Conversion of Article 4 Fire
Disability Pension to Retirement Pension
The Pension Code allows a firefighter who is retired on a disability pension to convert his or her status to a regular service retirement. This is not mandatory but is also not reversible once a conversion is made. The specific provision in the law is as follows:
(40 ILCS 5/4-113) (from Ch. 108 1/2, par. 4-113)
Sec. 4-113. Disability pension option. (a) A firefighter who has not completed 20 years of creditable service and is receiving a disability pension under this Article whose disability continues for a period which when added to his or her period of active service equals 20 years may, if age 50 or over, elect to retire from the fire service by submitting written application to the board. A firefighter exercising such option shall be entitled to continue to receive a retirement pension equal in amount to the disability pension he or she was entitled to as a disabled firefighter on the date he or she was removed from the municipality's payroll for disability. A firefighter electing to exercise such option shall be entitled to the automatic increase in pension provided under subsection (a) of Section 4-109.1.

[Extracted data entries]
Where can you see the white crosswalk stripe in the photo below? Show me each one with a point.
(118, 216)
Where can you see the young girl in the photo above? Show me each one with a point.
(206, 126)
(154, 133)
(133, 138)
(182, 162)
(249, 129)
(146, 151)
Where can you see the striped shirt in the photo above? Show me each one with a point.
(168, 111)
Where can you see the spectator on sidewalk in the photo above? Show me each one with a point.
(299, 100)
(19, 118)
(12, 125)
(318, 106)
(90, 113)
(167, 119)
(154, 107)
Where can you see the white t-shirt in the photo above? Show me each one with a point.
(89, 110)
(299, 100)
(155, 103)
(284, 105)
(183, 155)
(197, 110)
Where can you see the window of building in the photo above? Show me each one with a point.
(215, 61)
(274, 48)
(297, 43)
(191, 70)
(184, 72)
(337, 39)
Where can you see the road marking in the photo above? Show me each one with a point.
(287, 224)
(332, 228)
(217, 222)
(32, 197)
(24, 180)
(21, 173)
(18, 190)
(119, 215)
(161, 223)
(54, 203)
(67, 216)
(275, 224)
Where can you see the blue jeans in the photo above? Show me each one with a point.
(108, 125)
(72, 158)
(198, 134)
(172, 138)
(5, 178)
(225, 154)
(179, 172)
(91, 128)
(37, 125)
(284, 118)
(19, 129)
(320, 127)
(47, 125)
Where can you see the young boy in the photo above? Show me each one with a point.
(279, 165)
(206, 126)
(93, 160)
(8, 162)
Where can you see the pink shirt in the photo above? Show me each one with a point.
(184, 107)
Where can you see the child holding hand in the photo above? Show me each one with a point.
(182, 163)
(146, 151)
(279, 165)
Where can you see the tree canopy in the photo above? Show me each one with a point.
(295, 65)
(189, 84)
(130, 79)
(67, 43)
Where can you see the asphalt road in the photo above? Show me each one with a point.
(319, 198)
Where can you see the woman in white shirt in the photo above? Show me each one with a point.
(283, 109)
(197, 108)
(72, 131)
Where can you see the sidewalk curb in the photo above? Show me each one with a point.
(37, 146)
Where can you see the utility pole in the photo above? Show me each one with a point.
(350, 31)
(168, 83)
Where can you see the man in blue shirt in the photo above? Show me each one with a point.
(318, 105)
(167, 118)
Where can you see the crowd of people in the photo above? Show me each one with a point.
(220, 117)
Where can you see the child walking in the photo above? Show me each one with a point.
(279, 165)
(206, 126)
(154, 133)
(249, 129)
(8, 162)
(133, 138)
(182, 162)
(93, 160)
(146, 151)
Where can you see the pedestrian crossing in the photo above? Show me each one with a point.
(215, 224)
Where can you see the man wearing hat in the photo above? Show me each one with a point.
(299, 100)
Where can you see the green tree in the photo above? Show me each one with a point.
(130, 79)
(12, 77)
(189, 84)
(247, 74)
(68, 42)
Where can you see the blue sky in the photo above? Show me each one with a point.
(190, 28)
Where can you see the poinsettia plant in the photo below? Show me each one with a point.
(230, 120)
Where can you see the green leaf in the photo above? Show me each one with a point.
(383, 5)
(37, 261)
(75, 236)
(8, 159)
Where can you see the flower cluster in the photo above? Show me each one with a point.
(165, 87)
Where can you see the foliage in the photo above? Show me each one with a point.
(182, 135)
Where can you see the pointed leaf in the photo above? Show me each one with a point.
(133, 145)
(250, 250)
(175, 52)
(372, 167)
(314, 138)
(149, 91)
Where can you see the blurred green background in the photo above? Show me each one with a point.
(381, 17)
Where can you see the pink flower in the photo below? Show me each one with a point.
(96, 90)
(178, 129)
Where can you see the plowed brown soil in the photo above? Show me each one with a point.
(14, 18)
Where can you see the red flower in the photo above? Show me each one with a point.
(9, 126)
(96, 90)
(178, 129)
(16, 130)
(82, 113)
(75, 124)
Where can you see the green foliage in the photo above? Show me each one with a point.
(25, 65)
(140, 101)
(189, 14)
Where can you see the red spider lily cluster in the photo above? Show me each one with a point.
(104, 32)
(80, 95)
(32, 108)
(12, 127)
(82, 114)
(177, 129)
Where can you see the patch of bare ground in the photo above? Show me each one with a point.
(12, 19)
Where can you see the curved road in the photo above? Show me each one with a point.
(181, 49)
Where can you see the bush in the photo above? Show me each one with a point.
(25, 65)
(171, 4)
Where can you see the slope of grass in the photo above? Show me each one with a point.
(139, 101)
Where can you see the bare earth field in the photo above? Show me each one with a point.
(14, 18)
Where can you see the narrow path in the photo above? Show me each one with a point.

- **To do**
Could you transcribe the pension conversion text from "Sec. 4-113. Disability" to "of Section 4-109.1."?

- **In response**
Sec. 4-113. Disability pension option. (a) A firefighter who has not completed 20 years of creditable service and is receiving a disability pension under this Article whose disability continues for a period which when added to his or her period of active service equals 20 years may, if age 50 or over, elect to retire from the fire service by submitting written application to the board. A firefighter exercising such option shall be entitled to continue to receive a retirement pension equal in amount to the disability pension he or she was entitled to as a disabled firefighter on the date he or she was removed from the municipality's payroll for disability. A firefighter electing to exercise such option shall be entitled to the automatic increase in pension provided under subsection (a) of Section 4-109.1.